═══ MATERIAL PROVIDED ═══

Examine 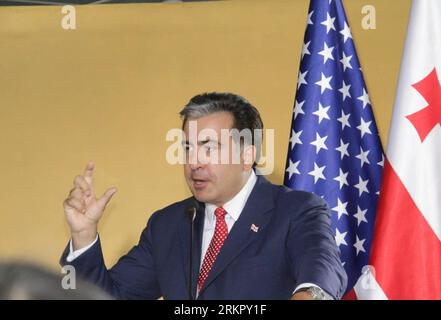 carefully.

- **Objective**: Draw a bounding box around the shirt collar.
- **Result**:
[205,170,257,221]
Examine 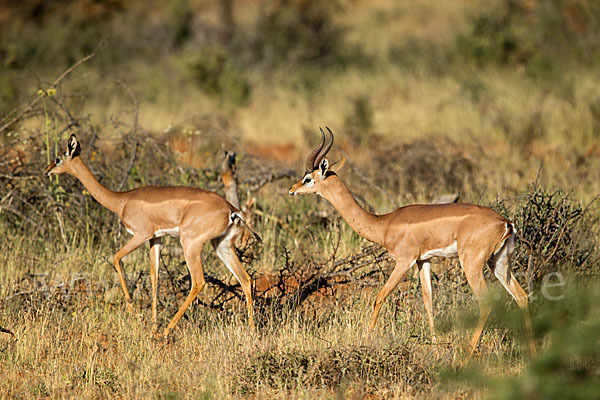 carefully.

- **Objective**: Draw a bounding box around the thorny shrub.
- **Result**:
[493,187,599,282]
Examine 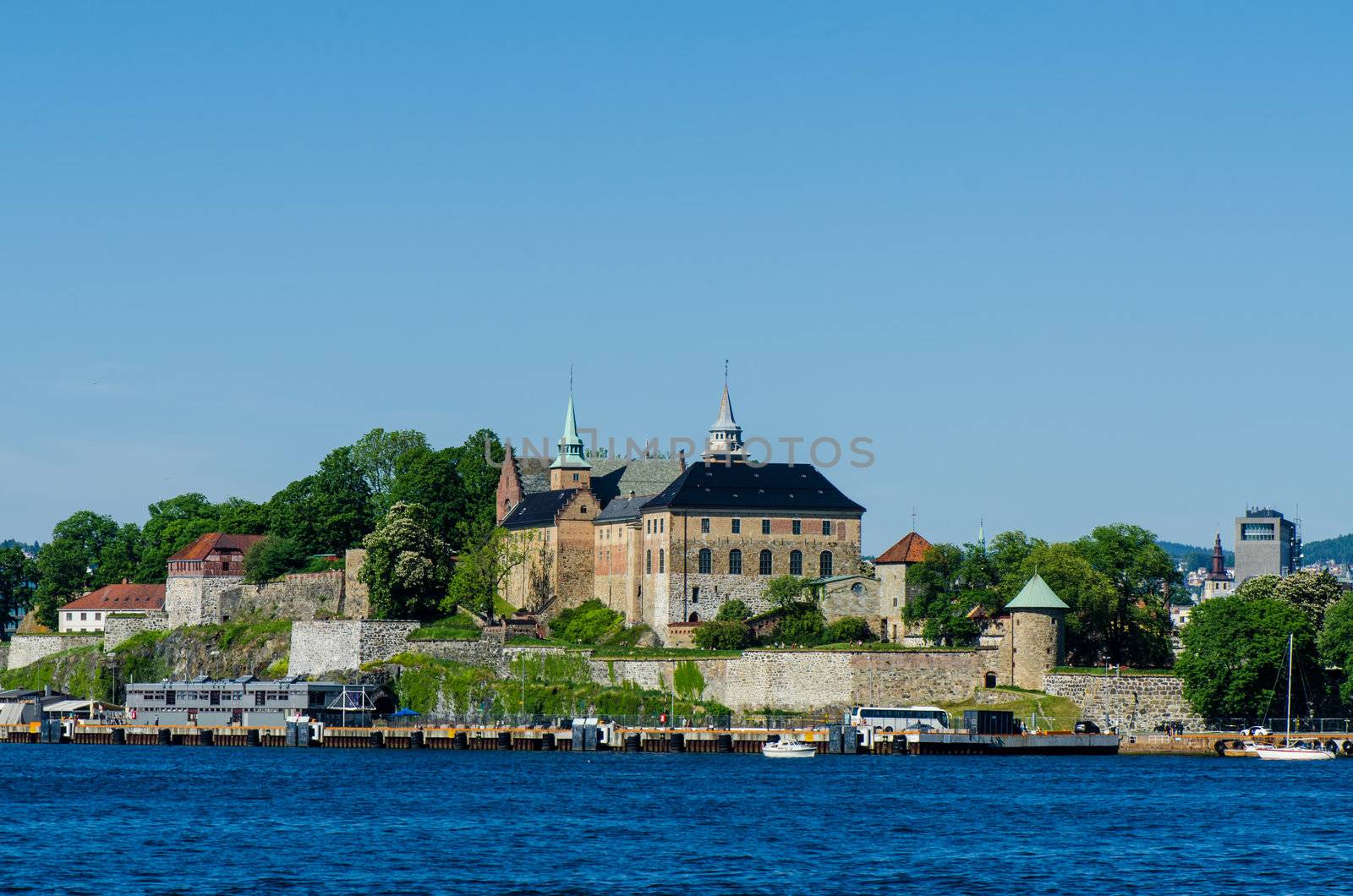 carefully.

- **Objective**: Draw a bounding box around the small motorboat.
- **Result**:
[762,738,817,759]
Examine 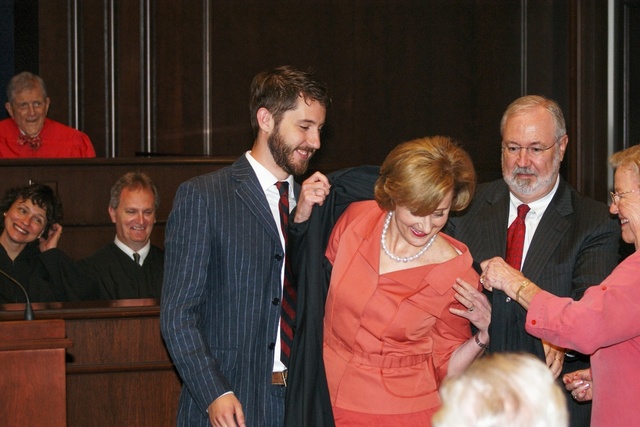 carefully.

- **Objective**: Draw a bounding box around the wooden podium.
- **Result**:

═══

Count the lines in the listing above that contain the string "Draw", with case counting, and give only the number.

4